_The input_
[Start of section]

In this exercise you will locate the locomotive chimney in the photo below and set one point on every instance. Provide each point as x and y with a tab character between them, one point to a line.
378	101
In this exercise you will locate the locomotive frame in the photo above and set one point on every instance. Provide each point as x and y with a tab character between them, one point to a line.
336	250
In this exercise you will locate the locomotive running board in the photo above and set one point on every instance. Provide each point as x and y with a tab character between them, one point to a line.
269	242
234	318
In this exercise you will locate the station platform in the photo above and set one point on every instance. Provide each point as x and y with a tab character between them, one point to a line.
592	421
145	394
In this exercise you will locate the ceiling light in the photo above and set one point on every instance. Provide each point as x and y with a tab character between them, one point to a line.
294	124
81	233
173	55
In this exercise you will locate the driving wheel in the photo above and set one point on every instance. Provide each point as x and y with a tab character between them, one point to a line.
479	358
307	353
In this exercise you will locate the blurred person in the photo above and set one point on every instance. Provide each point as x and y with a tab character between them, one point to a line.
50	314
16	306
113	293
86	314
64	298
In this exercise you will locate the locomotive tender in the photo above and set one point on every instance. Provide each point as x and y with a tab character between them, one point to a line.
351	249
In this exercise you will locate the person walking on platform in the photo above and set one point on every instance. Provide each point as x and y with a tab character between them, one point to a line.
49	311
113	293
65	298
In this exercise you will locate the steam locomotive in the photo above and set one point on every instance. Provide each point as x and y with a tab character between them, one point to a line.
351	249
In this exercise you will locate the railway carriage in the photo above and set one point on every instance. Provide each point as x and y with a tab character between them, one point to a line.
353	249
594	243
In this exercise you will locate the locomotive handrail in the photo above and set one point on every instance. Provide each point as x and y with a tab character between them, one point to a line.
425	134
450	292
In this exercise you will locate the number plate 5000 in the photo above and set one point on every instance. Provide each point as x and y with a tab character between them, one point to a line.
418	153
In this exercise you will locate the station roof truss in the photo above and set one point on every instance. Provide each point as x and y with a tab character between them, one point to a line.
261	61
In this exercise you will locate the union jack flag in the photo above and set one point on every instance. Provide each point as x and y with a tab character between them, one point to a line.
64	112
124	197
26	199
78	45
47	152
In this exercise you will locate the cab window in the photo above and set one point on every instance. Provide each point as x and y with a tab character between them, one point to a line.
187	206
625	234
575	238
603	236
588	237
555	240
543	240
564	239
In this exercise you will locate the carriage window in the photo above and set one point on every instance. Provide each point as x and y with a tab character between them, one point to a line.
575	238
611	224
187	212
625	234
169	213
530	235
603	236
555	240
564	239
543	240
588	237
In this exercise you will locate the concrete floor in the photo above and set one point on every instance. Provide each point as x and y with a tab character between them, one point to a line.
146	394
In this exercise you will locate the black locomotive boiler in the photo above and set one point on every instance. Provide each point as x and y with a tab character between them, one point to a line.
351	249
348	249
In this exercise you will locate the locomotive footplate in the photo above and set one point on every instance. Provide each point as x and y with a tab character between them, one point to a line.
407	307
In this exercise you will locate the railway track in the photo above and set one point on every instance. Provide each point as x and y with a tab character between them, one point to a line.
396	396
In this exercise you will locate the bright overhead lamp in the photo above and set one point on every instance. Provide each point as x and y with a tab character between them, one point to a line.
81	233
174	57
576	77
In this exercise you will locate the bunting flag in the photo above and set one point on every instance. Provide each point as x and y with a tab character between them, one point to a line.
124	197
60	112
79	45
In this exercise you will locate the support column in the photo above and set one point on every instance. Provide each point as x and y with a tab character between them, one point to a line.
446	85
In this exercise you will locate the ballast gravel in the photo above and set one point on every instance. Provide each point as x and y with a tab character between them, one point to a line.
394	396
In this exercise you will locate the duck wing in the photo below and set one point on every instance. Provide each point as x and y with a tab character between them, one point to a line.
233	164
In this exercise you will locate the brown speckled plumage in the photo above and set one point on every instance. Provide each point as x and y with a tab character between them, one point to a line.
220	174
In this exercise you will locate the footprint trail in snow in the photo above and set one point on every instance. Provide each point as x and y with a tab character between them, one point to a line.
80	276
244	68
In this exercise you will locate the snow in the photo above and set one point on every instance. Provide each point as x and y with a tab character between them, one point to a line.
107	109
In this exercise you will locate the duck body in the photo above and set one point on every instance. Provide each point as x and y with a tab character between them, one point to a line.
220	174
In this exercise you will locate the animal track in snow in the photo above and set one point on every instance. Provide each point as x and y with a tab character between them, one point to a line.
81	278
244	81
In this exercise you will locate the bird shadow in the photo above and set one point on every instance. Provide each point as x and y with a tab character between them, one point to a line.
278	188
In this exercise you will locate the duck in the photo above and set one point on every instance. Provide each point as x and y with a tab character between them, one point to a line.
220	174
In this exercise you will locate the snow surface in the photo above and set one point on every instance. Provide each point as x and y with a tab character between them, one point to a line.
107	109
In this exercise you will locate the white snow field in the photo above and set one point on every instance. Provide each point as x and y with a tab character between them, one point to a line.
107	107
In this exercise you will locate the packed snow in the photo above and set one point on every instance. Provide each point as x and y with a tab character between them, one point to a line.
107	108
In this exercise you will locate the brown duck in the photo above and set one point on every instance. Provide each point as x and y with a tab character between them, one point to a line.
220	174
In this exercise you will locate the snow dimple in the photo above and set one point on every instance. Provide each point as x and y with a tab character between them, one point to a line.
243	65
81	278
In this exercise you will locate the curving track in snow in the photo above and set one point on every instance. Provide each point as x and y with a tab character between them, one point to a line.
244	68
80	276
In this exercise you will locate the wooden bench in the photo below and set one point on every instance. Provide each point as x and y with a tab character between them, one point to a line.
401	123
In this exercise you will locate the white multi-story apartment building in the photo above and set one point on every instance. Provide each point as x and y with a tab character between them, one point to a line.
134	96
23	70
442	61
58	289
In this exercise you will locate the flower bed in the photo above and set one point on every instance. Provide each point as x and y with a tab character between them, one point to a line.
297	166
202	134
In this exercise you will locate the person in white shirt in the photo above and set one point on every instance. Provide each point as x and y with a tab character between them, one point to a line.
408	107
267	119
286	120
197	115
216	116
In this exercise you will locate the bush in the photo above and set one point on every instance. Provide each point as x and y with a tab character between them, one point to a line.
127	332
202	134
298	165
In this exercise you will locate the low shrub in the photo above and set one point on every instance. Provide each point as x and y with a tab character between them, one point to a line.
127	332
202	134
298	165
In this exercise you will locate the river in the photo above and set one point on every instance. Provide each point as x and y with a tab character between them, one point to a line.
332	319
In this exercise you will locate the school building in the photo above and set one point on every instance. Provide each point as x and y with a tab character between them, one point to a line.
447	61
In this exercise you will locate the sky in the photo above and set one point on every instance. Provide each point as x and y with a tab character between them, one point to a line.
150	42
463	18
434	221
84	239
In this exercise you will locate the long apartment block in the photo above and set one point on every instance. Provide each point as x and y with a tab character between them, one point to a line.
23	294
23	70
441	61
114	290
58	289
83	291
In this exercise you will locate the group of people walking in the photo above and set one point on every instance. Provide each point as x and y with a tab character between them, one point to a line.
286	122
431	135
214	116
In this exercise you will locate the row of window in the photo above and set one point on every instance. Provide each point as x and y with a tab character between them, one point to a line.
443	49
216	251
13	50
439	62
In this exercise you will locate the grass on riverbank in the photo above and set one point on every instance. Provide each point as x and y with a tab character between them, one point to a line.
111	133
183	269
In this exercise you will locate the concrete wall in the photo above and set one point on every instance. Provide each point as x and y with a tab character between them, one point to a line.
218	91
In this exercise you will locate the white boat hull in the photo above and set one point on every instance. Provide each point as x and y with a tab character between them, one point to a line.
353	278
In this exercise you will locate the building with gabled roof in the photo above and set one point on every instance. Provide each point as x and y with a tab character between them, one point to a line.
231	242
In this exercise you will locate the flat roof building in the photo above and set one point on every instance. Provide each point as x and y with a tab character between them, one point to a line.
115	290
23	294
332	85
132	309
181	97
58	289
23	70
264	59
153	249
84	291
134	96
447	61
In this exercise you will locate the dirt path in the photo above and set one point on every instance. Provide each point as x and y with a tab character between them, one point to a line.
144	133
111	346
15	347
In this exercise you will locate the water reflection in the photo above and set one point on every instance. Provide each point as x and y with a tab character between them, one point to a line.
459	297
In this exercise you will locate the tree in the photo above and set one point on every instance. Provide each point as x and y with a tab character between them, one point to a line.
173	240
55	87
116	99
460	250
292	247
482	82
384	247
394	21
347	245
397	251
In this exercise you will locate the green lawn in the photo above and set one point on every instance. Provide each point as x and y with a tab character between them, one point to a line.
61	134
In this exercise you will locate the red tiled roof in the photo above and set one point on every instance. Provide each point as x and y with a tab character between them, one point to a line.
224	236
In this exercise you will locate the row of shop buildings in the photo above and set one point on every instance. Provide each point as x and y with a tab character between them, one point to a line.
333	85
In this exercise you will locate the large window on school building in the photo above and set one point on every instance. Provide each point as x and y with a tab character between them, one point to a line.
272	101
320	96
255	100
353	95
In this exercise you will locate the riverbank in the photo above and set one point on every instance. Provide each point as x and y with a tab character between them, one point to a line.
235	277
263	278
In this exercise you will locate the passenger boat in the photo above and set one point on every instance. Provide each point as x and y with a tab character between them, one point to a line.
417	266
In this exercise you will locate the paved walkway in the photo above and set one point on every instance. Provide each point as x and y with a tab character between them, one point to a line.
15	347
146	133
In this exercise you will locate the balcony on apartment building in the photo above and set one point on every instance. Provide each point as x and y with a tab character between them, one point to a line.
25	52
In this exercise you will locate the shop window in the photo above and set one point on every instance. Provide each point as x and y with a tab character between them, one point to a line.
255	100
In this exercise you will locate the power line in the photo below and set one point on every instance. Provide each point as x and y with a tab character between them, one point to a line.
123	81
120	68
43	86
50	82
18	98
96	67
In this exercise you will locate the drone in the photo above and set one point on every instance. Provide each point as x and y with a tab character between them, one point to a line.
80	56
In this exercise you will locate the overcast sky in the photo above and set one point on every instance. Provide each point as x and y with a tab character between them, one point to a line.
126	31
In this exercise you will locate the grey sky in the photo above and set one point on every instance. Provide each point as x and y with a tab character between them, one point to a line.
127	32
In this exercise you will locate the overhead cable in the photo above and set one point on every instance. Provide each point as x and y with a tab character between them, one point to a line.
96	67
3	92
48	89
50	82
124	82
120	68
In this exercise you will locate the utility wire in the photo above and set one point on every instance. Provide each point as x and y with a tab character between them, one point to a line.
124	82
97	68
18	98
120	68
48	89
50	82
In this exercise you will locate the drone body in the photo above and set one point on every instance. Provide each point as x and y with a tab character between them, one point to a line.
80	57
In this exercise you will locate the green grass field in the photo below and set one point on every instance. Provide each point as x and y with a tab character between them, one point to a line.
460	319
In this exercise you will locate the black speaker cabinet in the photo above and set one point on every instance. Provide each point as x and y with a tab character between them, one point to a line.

[End of section]

_Task to carry out_
Copy exactly, and only, the lines from the line that contains "In this exercise you will locate the shop" through the end of the data above.

_Response to this task_
In this exercise you will locate the shop window in the photo above and set one point on every instance. Provide each point as x and y with a tab character between them, one point to a line.
255	100
In this exercise you will locate the power line in the photo below and set one point on every instance. Provide each point as x and y with a tab character between them, one point to a line.
123	81
120	68
43	86
50	82
18	98
96	67
In this exercise you will locate the drone in the photo above and set one point on every instance. Provide each point as x and y with a tab character between them, one point to a line.
80	56
In this exercise you will locate the overcast sky in the photo above and set one point on every instance. Provide each point as x and y with a tab character between them, one point to a line.
126	31
In this exercise you will locate the grey sky in the photo above and set one point on every instance. Provide each point as x and y with a tab character between them, one point to a line.
127	32
In this exercise you will locate the overhead cable in the photo above and set one point on every instance. Provide each point as x and y with a tab character between them, one point to a line.
96	67
3	92
48	89
50	82
124	82
120	68
In this exercise you will locate the utility wire in the photo above and set one point on every instance. Provide each point as x and y with a tab character between them, one point to a line.
124	82
97	68
18	98
120	68
48	89
50	82
In this exercise you will locate the drone body in the photo above and set one point on every instance. Provide each point as x and y with a tab character between them, one point to a line.
80	57
In this exercise you will locate the green grass field in the photo below and set one point on every instance. Provide each point as x and y with a tab character between them, one point to a line.
460	319
In this exercise you will locate the black speaker cabinet in the photo above and set one point on every instance. Provide each point as x and y with a tab character between them, one point to a line.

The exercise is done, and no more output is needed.